GOAL OF THE EXERCISE —
Extract every line below, verbatim.

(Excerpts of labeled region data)

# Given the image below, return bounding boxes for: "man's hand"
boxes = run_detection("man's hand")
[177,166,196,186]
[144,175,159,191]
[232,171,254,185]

RESPONSE TO THE TASK —
# Given the image below, return bounding boxes for: "man's hand"
boxes = run_detection("man's hand")
[177,166,196,186]
[144,175,159,191]
[232,171,254,185]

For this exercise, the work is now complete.